• _Segmentation mask data_:
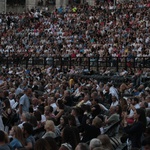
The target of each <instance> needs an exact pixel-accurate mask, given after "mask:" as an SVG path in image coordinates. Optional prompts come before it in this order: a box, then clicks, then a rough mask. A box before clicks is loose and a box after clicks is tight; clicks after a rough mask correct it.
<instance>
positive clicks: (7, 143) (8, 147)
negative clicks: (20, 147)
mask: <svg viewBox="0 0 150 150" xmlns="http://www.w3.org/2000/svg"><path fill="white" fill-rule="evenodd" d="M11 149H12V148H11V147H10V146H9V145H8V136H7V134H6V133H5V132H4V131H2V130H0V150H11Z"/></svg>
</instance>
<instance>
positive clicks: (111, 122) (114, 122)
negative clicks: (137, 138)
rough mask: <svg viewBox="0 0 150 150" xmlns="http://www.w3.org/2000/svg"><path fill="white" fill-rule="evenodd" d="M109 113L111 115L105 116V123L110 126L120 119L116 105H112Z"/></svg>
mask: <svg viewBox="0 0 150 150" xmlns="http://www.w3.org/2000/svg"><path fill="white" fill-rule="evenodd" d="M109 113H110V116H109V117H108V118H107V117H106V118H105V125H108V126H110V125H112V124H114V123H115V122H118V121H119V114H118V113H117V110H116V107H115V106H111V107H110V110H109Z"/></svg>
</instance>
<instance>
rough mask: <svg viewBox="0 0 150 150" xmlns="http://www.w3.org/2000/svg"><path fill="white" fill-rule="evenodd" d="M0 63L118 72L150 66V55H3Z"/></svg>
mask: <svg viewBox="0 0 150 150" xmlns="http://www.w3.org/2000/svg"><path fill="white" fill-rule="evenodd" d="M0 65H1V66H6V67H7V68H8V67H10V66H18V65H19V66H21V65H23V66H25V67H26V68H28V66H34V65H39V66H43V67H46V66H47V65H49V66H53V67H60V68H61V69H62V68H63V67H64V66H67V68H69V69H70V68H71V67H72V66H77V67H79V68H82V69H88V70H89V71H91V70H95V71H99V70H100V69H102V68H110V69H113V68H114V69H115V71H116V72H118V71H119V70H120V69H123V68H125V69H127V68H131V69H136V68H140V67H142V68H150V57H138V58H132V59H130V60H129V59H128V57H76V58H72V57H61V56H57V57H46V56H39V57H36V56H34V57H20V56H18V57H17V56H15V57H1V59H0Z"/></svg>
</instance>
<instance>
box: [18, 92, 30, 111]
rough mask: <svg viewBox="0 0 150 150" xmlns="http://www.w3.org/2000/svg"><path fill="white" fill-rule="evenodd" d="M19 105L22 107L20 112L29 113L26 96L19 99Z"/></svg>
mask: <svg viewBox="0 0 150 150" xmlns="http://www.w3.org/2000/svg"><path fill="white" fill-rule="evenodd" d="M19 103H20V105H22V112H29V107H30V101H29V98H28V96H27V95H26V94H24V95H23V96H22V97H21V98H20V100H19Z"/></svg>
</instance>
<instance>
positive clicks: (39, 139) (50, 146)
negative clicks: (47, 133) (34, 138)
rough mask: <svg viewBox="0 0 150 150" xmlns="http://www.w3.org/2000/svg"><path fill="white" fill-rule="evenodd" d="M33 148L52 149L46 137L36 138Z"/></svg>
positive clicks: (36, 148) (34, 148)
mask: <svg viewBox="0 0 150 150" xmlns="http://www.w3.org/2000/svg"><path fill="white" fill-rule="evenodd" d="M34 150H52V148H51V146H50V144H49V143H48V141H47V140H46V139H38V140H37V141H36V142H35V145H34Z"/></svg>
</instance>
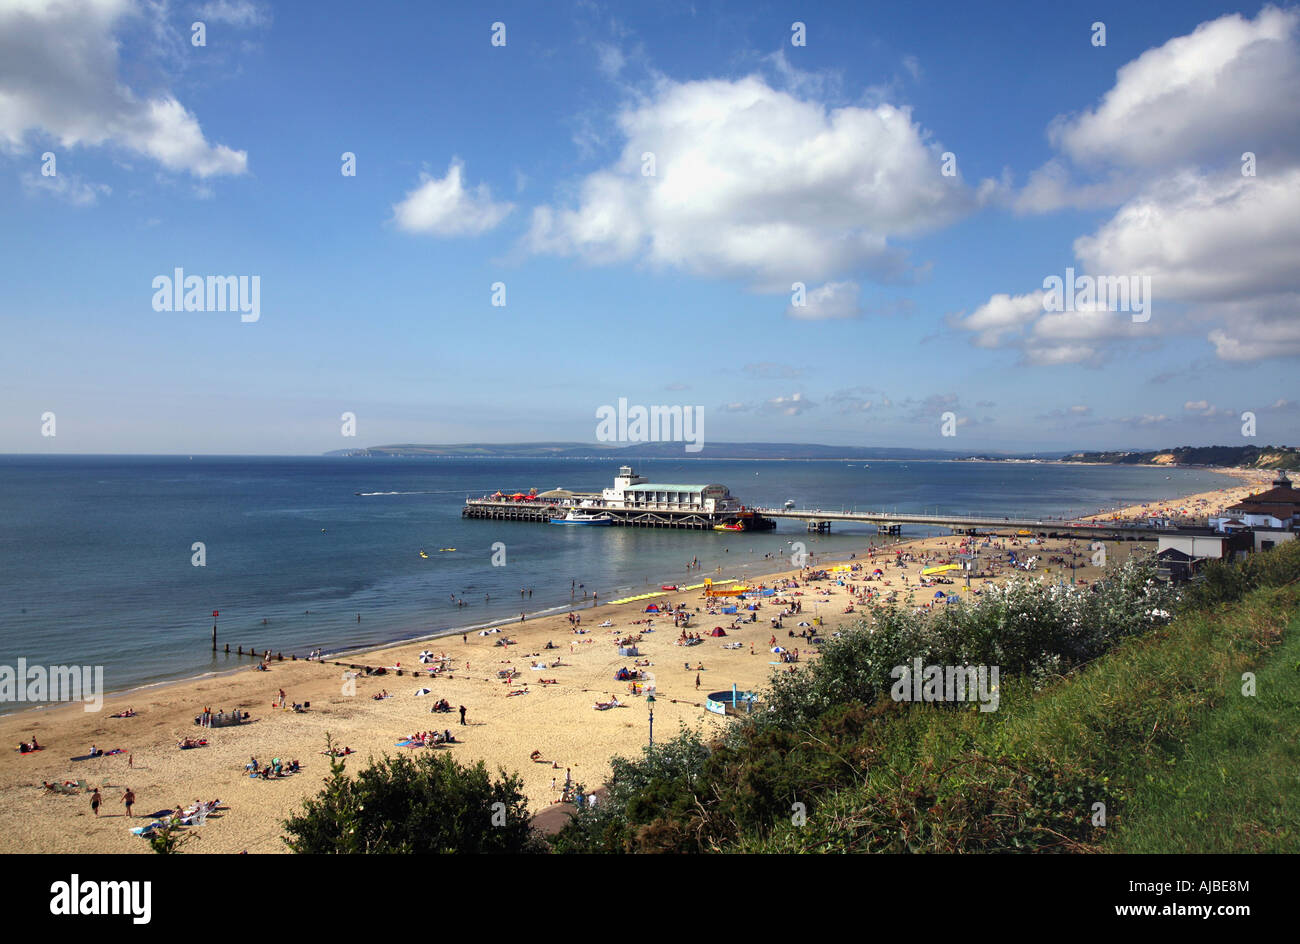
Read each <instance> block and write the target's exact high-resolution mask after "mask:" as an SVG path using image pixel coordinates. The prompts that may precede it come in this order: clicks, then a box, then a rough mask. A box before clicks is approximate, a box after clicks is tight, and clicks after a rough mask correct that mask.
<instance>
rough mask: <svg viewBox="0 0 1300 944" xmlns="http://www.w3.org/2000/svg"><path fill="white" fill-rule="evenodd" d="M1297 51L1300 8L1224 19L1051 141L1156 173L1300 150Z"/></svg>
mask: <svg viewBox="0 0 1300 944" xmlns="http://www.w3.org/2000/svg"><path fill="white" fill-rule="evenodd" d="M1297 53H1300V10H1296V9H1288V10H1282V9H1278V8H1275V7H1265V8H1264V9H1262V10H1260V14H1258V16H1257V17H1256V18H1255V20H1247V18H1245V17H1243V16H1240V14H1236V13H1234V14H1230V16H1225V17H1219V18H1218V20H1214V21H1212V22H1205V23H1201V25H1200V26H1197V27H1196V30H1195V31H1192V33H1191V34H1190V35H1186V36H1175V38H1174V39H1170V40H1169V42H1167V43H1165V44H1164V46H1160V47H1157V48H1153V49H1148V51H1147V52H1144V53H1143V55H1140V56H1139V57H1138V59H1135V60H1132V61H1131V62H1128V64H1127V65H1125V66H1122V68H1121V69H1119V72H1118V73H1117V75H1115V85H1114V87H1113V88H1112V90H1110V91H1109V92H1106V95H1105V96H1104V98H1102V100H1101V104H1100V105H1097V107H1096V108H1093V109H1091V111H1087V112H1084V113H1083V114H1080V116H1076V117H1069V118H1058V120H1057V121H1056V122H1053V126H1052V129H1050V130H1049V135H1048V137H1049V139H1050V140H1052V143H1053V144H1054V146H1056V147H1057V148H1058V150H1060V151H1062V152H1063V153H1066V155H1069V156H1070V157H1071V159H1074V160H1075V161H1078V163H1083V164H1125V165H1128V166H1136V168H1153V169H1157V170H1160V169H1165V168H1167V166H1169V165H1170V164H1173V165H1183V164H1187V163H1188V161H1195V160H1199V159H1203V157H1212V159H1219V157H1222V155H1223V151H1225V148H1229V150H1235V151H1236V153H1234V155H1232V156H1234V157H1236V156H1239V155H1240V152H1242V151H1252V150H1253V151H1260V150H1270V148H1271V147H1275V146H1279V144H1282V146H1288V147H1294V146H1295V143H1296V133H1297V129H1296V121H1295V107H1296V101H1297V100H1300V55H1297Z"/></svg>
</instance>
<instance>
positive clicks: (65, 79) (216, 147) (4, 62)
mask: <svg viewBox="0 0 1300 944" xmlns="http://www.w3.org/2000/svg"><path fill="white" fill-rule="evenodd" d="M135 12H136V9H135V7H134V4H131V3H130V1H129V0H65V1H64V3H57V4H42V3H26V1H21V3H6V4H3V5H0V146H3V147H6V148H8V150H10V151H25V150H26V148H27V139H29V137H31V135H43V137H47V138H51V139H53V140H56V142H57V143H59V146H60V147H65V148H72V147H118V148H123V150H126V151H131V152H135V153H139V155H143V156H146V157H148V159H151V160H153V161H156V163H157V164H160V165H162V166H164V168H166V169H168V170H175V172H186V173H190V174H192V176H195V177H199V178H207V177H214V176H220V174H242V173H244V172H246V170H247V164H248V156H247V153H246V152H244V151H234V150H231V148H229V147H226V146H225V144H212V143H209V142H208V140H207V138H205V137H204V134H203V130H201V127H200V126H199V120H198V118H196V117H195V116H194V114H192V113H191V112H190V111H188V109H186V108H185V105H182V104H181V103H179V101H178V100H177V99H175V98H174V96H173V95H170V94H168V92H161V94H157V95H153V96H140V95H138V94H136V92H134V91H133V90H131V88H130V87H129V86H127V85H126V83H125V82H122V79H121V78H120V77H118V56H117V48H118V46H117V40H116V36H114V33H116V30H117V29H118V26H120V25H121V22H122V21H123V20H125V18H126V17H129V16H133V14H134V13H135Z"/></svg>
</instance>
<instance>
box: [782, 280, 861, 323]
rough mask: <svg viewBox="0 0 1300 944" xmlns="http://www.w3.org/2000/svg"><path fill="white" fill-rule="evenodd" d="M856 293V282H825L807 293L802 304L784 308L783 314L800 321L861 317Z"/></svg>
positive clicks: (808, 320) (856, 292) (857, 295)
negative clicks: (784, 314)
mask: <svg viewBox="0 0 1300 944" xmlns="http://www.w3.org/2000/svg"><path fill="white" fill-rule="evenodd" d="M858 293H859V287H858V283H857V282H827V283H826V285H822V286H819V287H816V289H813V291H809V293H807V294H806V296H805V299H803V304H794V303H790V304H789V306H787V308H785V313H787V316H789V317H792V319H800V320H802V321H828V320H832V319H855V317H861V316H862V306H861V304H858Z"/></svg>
* * *
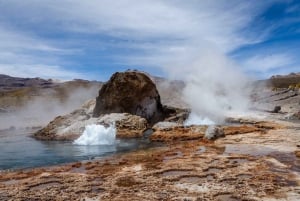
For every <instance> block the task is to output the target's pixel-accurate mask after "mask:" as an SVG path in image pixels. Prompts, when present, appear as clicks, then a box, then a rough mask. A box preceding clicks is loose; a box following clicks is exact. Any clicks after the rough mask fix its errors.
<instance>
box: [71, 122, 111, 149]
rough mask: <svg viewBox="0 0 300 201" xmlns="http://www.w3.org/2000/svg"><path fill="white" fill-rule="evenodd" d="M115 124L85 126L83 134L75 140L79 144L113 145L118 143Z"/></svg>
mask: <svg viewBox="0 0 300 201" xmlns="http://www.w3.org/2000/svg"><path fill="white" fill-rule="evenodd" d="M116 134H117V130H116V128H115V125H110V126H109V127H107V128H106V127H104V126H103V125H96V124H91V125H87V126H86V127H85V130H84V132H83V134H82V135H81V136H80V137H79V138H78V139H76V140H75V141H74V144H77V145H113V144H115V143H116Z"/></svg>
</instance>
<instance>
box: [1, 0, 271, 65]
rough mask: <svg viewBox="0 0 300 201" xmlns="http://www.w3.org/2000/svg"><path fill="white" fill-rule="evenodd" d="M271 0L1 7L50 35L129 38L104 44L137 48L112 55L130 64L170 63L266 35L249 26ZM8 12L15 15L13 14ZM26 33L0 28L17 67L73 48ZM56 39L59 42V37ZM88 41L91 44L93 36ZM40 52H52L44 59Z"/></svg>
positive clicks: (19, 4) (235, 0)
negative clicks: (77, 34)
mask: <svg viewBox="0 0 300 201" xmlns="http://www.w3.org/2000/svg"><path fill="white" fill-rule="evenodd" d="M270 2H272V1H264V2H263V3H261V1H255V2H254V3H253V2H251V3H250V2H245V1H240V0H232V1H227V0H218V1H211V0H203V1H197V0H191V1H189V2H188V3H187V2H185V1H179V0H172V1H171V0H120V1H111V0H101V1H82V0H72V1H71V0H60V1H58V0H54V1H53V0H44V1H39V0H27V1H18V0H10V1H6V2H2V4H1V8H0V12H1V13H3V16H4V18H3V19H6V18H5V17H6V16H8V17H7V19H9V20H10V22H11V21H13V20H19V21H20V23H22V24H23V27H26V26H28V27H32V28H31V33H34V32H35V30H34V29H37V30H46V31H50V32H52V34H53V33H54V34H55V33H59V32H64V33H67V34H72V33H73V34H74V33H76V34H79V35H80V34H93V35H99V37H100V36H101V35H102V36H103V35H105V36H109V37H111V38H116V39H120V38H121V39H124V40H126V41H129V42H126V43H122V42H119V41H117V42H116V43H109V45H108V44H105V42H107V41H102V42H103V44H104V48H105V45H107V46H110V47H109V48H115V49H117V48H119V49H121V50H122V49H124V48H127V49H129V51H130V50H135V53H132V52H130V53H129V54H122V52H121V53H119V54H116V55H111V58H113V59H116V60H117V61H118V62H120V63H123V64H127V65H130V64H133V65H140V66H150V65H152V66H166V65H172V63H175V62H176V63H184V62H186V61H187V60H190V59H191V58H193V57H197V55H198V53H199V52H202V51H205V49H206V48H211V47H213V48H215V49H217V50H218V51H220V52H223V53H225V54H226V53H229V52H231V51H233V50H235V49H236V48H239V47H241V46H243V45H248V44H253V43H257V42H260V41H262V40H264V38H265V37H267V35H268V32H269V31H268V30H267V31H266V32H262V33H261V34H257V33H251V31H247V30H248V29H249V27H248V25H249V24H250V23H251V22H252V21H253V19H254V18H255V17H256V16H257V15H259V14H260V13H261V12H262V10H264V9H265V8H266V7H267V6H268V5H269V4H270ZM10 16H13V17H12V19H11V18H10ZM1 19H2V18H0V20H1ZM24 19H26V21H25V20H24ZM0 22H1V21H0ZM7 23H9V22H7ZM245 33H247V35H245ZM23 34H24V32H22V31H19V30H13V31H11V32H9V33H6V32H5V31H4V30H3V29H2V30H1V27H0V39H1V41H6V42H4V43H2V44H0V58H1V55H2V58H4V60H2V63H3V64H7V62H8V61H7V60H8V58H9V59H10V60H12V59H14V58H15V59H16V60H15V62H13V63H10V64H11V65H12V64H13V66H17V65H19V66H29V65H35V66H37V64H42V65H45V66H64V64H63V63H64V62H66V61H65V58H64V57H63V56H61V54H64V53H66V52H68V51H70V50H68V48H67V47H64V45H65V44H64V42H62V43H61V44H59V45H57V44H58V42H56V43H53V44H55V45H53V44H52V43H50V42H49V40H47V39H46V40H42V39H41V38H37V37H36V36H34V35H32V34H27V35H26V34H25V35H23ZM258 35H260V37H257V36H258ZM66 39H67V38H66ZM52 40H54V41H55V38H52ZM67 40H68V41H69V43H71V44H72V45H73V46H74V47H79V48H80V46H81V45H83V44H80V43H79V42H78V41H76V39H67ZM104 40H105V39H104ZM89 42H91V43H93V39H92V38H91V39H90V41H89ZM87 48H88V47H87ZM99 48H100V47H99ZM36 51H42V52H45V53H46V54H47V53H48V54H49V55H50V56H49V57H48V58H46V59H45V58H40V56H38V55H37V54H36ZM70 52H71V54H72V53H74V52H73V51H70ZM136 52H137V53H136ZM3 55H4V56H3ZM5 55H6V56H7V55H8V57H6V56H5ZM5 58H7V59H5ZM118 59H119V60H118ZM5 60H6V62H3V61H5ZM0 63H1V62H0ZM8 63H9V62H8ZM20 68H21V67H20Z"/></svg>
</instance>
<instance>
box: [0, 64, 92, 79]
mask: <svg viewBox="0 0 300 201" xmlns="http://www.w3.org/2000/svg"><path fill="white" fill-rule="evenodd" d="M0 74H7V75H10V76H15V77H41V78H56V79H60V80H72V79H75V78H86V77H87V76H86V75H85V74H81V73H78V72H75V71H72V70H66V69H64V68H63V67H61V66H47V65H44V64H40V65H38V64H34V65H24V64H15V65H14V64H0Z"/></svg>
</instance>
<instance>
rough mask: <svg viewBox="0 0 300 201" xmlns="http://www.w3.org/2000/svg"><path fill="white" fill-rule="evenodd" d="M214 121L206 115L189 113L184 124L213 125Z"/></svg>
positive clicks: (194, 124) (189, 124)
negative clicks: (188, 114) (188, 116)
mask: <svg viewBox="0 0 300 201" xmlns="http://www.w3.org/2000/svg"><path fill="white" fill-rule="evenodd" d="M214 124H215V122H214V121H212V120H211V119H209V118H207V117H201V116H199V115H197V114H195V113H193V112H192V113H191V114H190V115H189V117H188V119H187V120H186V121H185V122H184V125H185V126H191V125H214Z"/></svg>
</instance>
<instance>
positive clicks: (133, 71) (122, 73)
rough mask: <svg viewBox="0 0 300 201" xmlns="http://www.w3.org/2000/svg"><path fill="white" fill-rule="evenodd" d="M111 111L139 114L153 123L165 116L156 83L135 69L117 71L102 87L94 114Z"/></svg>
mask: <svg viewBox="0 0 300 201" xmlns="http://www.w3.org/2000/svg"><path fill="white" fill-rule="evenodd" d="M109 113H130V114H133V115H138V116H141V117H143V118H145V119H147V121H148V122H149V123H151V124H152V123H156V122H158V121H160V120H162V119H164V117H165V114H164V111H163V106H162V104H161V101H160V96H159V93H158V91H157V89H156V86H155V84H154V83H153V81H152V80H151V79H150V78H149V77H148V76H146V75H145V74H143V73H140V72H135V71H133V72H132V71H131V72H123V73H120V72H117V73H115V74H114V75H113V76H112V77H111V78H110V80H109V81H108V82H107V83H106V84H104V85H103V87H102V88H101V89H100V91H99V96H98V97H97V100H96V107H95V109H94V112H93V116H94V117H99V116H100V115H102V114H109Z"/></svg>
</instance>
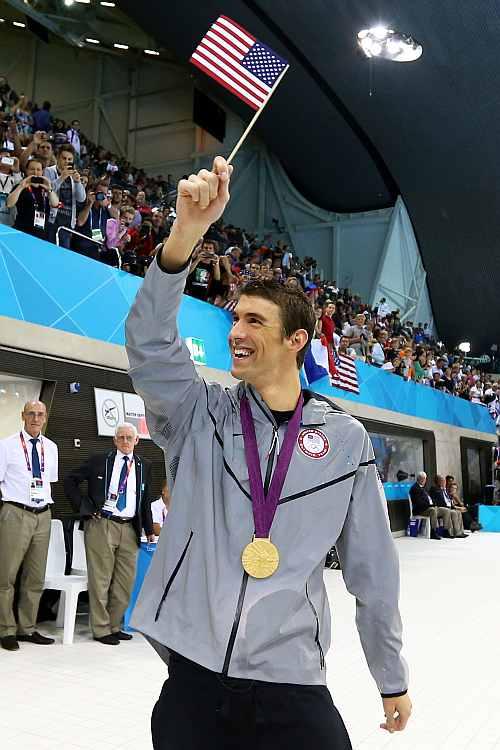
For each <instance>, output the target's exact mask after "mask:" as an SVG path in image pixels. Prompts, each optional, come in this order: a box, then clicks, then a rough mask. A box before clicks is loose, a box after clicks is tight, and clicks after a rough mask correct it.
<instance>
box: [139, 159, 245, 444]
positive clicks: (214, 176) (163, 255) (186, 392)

• _Task details_:
Rewrite the lines starting at the line that contains "The target of" and ending at the line that contains "negative clicks: (20, 147)", replacing "rough mask" with "coarse mask" and leaving everything else unchanged. Return only those lines.

• _Exercise result_:
The target of each <instance> needs an exact pixel-accurate mask, given after "mask:" as an SVG path in image coordinates. Optional prompts come before it in this order: a box, then clicks, then a coarse mask. A box before clicks is loose and a box after clicks is tight; clicks after a coarse mask correct it.
<instance>
positive clicks: (7, 143) (8, 147)
negative clicks: (20, 147)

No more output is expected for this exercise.